**DOCUMENT TEXT**
Street Business School (SBS) is an award-winning nonprofit, providing one-of-a-kind entrepreneurial training for women, proven to significantly increase incomes and lift families out of poverty with dignity.

SBS has scaled its impact through a social franchise strategy, in which nongovernmental organizations (NGOs) are trained to deliver the program to people in their local communities. This partnership approach enables greater impact and effectiveness, combining the successful SBS training model with the NGO partner’s expertise and customization to meet the unique needs of the local community.

Through this approach, SBS will equip 1 million women with business training, helping them to transform their lives and lift themselves and their 5 million children out of poverty.

SBS prioritizes rigorous evaluation and has a robust data collection system, tracking the progress of NGO partners and their beneficiaries, as well as the Learning Lab, which is the original SBS direct delivery program in Uganda. The years 2020 and 2021 were like no others with a worldwide pandemic leading to significant economic shocks, as well as lockdowns and social distancing mandates that kept people at home. This Monitoring and Evaluation (M&E) report shares impact data collected prior to and during COVID, highlighting the impacts of the global pandemic on SBS, our partners and entrepreneurs and the adaptive measures adopted to respond to the pandemic. We share stories of how our partners and women entrepreneurs applied the lessons of SBS to not only creatively respond to the pandemic but also to thrive.

The impact results shared in this report are compiled from three sources:

  1. Randomized Control Trial (RCT): Data from an RCT conducted by researchers from J-PAL and Universidad del Rosario between 2018 – 2021.
  2. NGO Partner Data: Data from our global NGO partners collected through the SBS Impact Tracker.

**DATASET**
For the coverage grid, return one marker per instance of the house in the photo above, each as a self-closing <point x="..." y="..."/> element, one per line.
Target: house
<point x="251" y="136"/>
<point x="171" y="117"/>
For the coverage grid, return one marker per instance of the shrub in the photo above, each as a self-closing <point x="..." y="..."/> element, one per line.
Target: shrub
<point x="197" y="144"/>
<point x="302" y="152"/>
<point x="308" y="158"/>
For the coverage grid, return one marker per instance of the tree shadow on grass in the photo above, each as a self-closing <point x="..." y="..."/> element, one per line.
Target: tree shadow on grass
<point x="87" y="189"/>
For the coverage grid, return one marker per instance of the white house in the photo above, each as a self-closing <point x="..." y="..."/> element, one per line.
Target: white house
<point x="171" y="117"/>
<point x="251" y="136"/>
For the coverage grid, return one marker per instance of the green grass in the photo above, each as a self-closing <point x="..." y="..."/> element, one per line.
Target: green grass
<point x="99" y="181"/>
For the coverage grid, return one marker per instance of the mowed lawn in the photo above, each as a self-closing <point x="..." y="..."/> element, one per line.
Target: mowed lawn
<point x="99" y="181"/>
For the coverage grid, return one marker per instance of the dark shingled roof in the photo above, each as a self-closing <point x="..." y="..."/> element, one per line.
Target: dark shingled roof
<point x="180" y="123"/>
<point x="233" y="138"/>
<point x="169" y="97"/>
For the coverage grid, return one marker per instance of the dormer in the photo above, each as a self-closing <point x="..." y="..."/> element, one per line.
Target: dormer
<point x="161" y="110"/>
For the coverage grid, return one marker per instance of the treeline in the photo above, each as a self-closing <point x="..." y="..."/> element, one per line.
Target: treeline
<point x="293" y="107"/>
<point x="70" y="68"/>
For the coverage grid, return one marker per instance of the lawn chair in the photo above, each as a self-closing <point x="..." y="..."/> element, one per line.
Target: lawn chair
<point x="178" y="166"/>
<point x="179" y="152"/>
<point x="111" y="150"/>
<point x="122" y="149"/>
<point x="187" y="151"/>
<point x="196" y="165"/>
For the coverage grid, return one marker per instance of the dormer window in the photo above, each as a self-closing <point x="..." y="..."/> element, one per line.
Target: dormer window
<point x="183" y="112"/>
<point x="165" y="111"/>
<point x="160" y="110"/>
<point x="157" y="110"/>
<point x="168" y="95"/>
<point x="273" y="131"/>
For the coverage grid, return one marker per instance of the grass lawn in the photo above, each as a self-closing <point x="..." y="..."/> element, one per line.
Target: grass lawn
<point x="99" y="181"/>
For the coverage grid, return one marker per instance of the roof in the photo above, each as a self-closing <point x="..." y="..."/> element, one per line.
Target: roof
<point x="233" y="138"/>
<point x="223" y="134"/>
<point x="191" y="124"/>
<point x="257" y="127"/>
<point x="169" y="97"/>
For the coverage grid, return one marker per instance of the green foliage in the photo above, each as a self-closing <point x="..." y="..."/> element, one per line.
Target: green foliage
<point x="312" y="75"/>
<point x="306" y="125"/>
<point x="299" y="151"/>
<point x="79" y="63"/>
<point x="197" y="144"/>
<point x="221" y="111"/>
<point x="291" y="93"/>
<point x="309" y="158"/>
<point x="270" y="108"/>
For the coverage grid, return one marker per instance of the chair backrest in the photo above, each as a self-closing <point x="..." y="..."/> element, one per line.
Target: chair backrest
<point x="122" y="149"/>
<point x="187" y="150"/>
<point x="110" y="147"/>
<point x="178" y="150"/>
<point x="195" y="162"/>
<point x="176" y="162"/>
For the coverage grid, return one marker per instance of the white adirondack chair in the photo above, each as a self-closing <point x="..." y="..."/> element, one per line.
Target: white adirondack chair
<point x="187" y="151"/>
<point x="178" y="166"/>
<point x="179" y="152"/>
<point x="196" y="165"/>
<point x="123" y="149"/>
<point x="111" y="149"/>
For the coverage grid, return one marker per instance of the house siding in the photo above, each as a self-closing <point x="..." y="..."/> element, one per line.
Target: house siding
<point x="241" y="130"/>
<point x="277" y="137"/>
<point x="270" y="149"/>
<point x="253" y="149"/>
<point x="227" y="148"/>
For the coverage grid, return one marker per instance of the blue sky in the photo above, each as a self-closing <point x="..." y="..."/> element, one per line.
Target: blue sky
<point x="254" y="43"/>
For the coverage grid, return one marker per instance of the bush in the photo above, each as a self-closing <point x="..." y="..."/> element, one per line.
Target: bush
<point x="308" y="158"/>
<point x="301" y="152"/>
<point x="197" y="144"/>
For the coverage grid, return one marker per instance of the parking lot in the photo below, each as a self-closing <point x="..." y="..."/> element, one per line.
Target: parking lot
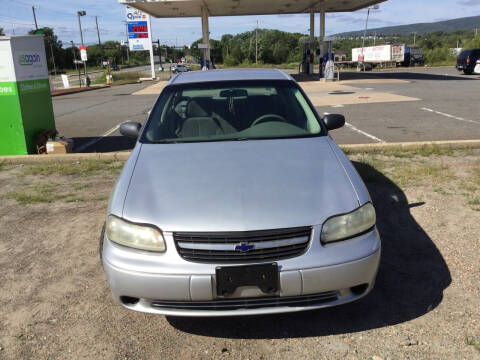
<point x="55" y="301"/>
<point x="391" y="106"/>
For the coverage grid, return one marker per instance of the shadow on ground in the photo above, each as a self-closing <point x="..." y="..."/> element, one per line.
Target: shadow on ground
<point x="386" y="75"/>
<point x="410" y="282"/>
<point x="401" y="75"/>
<point x="103" y="144"/>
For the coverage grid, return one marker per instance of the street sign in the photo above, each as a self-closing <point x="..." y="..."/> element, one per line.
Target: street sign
<point x="83" y="53"/>
<point x="138" y="30"/>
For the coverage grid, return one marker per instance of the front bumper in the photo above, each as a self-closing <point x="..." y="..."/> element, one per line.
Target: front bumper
<point x="188" y="289"/>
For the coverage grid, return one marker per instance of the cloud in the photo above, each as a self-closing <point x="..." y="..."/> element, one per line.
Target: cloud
<point x="469" y="2"/>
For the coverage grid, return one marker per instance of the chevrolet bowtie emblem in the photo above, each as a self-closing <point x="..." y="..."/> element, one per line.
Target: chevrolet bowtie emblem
<point x="244" y="247"/>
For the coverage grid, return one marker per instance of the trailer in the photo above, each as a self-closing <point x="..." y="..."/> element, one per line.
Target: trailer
<point x="389" y="55"/>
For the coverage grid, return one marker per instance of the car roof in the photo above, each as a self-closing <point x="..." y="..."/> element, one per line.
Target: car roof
<point x="229" y="75"/>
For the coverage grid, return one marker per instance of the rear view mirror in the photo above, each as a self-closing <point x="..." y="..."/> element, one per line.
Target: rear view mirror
<point x="234" y="93"/>
<point x="130" y="129"/>
<point x="334" y="121"/>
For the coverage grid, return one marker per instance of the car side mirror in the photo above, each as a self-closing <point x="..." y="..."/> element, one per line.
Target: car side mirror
<point x="334" y="121"/>
<point x="130" y="129"/>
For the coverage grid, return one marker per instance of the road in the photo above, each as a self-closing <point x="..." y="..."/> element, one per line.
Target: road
<point x="447" y="107"/>
<point x="57" y="82"/>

**TASK ITEM**
Using the Street Business School text, explain in one to three sentences why SBS relies on a partnership approach with NGOs to deliver its program. The listing has no connection to the Street Business School text.

**RESULT**
According to the text, the partnership approach enables greater impact and effectiveness. It combines the successful SBS training model with the NGO partner's expertise and customization to meet the unique needs of the local community.